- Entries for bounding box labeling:
------------------------
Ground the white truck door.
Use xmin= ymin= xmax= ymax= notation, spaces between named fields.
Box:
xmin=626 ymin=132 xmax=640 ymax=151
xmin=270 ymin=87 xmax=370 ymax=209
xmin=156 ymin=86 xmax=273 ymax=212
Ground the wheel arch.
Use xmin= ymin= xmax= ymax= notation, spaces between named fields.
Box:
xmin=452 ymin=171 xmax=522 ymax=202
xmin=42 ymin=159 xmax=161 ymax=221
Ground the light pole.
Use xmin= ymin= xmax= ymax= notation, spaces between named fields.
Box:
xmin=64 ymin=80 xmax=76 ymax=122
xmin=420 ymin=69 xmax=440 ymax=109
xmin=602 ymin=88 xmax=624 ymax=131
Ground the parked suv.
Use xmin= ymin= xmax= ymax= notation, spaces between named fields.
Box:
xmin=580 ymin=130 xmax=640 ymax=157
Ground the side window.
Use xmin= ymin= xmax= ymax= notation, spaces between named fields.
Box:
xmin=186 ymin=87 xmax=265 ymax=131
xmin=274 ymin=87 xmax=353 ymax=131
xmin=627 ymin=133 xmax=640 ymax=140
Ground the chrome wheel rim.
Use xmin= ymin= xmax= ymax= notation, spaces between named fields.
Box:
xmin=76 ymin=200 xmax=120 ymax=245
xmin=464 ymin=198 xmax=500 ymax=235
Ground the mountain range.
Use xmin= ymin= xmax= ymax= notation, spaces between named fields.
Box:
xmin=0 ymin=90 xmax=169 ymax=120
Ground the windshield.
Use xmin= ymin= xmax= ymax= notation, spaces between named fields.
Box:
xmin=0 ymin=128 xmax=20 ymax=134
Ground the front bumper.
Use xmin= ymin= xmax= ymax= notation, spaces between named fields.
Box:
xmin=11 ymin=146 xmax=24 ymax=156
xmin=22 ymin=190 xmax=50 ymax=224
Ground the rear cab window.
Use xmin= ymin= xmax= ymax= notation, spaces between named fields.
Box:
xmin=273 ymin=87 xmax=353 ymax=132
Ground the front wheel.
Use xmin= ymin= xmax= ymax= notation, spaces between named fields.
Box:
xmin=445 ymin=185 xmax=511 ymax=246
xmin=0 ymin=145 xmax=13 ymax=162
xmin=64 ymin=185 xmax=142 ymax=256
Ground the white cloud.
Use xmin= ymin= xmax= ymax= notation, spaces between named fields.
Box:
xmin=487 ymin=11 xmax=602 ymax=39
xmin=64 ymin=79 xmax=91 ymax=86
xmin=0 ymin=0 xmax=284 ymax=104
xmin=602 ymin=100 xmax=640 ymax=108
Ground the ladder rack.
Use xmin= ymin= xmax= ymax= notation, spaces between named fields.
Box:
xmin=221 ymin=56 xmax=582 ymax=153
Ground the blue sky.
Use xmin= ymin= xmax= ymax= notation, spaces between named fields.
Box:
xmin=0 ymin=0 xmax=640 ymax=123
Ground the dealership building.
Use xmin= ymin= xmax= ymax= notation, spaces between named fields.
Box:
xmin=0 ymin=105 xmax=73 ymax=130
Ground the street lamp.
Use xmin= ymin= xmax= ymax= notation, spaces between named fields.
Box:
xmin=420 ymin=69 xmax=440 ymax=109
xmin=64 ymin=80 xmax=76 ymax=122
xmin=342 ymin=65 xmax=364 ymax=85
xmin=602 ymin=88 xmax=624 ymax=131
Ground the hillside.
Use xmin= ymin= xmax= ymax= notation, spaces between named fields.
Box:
------------------------
- Goal: Print the listing above in full, exactly as it is.

- Solved exercise:
Ground the white truck door.
Use xmin= ymin= xmax= ymax= notation, spaces between named fields.
Box:
xmin=626 ymin=132 xmax=640 ymax=151
xmin=270 ymin=87 xmax=370 ymax=209
xmin=156 ymin=86 xmax=273 ymax=212
Ground the wheel arch.
Use xmin= ymin= xmax= ymax= notation, spaces between named fields.
Box:
xmin=452 ymin=171 xmax=522 ymax=202
xmin=42 ymin=159 xmax=161 ymax=221
Ground the light pole.
Use xmin= ymin= xmax= ymax= notation, spaces between named fields.
Box:
xmin=64 ymin=80 xmax=76 ymax=122
xmin=420 ymin=69 xmax=440 ymax=109
xmin=602 ymin=88 xmax=624 ymax=131
Ground the parked suv.
Use xmin= ymin= xmax= ymax= notation, spaces between named fields.
Box:
xmin=580 ymin=130 xmax=640 ymax=157
Ground the side window.
Use xmin= ymin= xmax= ymax= notation, spaces between named fields.
Box:
xmin=186 ymin=87 xmax=265 ymax=131
xmin=274 ymin=87 xmax=353 ymax=131
xmin=627 ymin=133 xmax=640 ymax=140
Ground the chrome wheel rim.
Use xmin= ymin= xmax= ymax= notation, spaces between named fields.
Box:
xmin=76 ymin=200 xmax=120 ymax=245
xmin=464 ymin=198 xmax=500 ymax=235
Ground the mountain range.
Use xmin= ymin= xmax= ymax= notation, spaces between named fields.
Box:
xmin=0 ymin=90 xmax=169 ymax=120
Ground the windshield.
Use xmin= ymin= xmax= ymax= notation, spaces between named fields.
Box:
xmin=0 ymin=128 xmax=20 ymax=134
Ground the front bumper.
Use xmin= ymin= xmax= ymax= notation, spaces between named fields.
Box:
xmin=11 ymin=146 xmax=24 ymax=156
xmin=22 ymin=190 xmax=50 ymax=224
Ground the rear cab window.
Use xmin= ymin= xmax= ymax= notation, spaces between named fields.
Box:
xmin=273 ymin=87 xmax=353 ymax=132
Ground the front wheel.
Use xmin= ymin= xmax= ymax= notation, spaces between named fields.
Box:
xmin=445 ymin=185 xmax=511 ymax=246
xmin=0 ymin=145 xmax=13 ymax=162
xmin=64 ymin=185 xmax=142 ymax=256
Ground the white cloud.
Use xmin= ymin= xmax= ymax= notation, spaces between named fields.
Box:
xmin=487 ymin=11 xmax=602 ymax=39
xmin=64 ymin=79 xmax=91 ymax=86
xmin=0 ymin=0 xmax=284 ymax=104
xmin=602 ymin=100 xmax=640 ymax=108
Ground the ladder rack.
Use xmin= ymin= xmax= ymax= notation, spaces between named fields.
Box:
xmin=221 ymin=56 xmax=582 ymax=153
Ground the blue sky.
Use xmin= ymin= xmax= ymax= notation, spaces between named fields.
Box:
xmin=0 ymin=0 xmax=640 ymax=123
Ground the dealership building.
Use xmin= ymin= xmax= ymax= notation, spaces between named fields.
Box:
xmin=0 ymin=105 xmax=73 ymax=130
Ground the street lamp.
Use xmin= ymin= xmax= ymax= notation, spaces between named fields.
Box:
xmin=420 ymin=69 xmax=440 ymax=109
xmin=64 ymin=80 xmax=76 ymax=122
xmin=342 ymin=65 xmax=364 ymax=85
xmin=602 ymin=88 xmax=624 ymax=131
Ground the hillside.
Use xmin= ymin= xmax= ymax= notation, spaces between named fields.
Box:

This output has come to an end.